* [ЧТО НУЖНО СДЕЛАТЬ]
1. Переведите на английский язык предложение из текста о душе и теле: «Все живое в Ветхом Завете названо плотью».
2. Пожалуйста, определите, согласуются ли с текстом о душе и теле следующие утверждения, и для каждого ответьте «да» или «нет», приведя решающие слова текста дословно в кавычках: (a) по мысли Иоанна Дамаскина, душа пользуется телом как органом; (b) в эллинской традиции душа считается скорее носительницей жизни, чем ее источником; (c) под «делами плоти» понимаются только чисто плотские грехи.

* [ТЕКСТ СТРАНИЦЫ]
○ ○ ○ ○ ○ ○ ○
Душа составляет высшую и подвластную часть человеческой природы, тело – низшую и подвластную. В каком взаимном отношении состоят высшая и низшая части природы? В библейской традиции понятия «тело», «душа» и «человек» зачастую тождественны. Тело – человек в его целостности. «Всю устроенность его как целого – это-то и зовем мы телом» , - говорит священник Павел Флоренский. Он же высказывает идею родства слов «тело» и «целый» на филологическом уровне: тело – нечто целое, неповрежденное, законченное в себе. Синонимом слову «сома» (тело) является «атомос» (лат. individuum) – отрицание всякой «томии» (деления).

Близко по значению стоит понятие «плоть» (евр. – basar, греч. – σάρξ). Оно также имеет значение одушевленности – живая плоть. Плоть без души – не плоть, и душа мыслима только внутри плоти – настолько тесна их связь. Все живое в Ветхом Завете названо плотью. Это понятие также применяется как синоним тела, когда речь идет о противопоставлении духу. Но если «сома» - телесность, невинная сама по себе, то «саркс» - греховная плоть (Рим. 8, 1-13). Она обозначает человека в его слабости и ущербности (1 Кор. 5, 5; 2 Кор. 4, 11). Плоть всегда понималась аскетами как седалище греха. Под «делами плоти» (Гал. 5, 19-21) разумеются не чисто плотские грехи, но и зависть, ссоры и т.п. Но несомненно и то, что, признавая плоть орудием греха, христианская традиция не сводила ее значение к чему-то неоспоримо злому.Почти для всех христианских писателей характерен взгляд на тело как необходимый выразитель души. По мысли преподобного Иоанна Дамаскина, душа пользуется телом как органом, и потому добродетели у них общие. О том же говорит святитель Афанасий Александрийский.

Душа (греч. - ψύχή, евр. - nephesch) – также понятие сложное, воспринимаемое неоднозначно. По-еврейски «нефеш» - живое существо, применяемое к человеку, это слово обозначает уникальную ипостась – человека во всей совокупности его состава и проявлений. Душой называется у евреев не духовная часть существа, но все существо в целом, так как и тело соотнесено с нашим образом бытия и является одним из уровней личности. Действительно, душа едина и нераздельна, несмотря на многообразие своих проявлений.

В эллинской традиции душа мыслится причиной или истоком жизни, жизнетворным и самостоятельным началом в человеке, структурной единицей. Такая концепция души отлична от семитской, согласно которой душа – скорее носительница жизни, чем источник. Поэтому в Ветхом Завете «психэ» не противопоставляется телу в дуалистическом смысле и часто отождествляется с проявлениями земной жизни: она умирает, воскресает, когда жизнь возвращается в мертвое тело. Связь внешних чувств с единым внутренним чувством души и сердца и с умом, устанавливается не непосредственно, а посредством особых внутренних душевных чувств, причем каждому из пяти внешних чувств соответствует особое внутреннее чувство, о чем говорит Никита Стифат . Это учение встречается на Западе у Альберта Великого в виде гармонии между объектом и способностями познания: чувственностью и разумом.
○ ○ ○ ○ ○ ○ ○
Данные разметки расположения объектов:

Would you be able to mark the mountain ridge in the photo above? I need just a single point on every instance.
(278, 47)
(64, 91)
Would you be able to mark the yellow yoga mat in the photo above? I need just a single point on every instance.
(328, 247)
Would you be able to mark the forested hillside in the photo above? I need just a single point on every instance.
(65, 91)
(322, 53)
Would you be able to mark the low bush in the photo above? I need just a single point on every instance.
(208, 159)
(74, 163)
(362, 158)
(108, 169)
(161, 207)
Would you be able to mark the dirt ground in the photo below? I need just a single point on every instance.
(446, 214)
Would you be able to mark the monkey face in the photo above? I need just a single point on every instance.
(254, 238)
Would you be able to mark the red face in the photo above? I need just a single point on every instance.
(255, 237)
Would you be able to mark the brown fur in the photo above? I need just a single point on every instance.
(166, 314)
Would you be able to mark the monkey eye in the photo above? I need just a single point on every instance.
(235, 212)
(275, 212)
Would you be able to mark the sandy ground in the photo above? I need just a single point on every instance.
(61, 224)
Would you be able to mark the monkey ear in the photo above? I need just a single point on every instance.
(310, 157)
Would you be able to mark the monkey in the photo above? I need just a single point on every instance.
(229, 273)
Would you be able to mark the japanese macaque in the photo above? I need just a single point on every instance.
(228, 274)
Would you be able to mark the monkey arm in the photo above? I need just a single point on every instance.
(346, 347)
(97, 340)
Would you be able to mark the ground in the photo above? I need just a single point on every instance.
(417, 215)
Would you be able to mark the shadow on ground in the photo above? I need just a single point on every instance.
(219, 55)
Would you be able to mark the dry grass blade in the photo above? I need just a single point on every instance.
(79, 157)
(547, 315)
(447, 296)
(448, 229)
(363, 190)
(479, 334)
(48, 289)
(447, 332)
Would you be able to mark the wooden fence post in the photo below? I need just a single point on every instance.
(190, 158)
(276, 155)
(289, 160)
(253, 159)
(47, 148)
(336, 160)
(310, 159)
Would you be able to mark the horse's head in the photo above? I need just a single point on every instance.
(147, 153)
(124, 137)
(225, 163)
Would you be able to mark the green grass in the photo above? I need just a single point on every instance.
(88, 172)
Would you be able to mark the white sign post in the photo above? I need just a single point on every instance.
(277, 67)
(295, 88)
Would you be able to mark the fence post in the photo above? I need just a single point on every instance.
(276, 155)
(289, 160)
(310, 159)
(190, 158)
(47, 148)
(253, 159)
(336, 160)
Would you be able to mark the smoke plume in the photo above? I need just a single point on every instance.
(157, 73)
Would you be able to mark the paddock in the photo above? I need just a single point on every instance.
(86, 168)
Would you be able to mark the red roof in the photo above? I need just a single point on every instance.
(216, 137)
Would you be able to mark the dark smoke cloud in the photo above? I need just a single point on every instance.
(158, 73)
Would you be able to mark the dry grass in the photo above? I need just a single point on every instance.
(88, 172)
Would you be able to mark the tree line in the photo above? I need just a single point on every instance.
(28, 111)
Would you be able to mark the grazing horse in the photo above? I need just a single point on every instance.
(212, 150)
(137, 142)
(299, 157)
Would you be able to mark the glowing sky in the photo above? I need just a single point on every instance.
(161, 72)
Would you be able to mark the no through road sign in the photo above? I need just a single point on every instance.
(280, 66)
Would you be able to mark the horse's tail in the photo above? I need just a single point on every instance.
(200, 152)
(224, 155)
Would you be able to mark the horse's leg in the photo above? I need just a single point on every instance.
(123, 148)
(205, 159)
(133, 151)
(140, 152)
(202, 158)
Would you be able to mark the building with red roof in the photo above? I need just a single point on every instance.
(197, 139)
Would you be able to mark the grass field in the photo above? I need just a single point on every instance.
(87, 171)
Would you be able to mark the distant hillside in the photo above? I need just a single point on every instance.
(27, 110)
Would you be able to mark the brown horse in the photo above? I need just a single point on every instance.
○ ○ ○ ○ ○ ○ ○
* [РЕШЕНИЯ ЗАДАНИЙ]
1. In the Old Testament, all living things are called flesh.

2.
(a) Да: «По мысли преподобного Иоанна Дамаскина, душа пользуется телом как органом».
(b) Нет: «В эллинской традиции душа мыслится причиной или истоком жизни».
(c) Нет: «Под «делами плоти» (Гал. 5, 19-21) разумеются не чисто плотские грехи, но и зависть, ссоры и т.п.»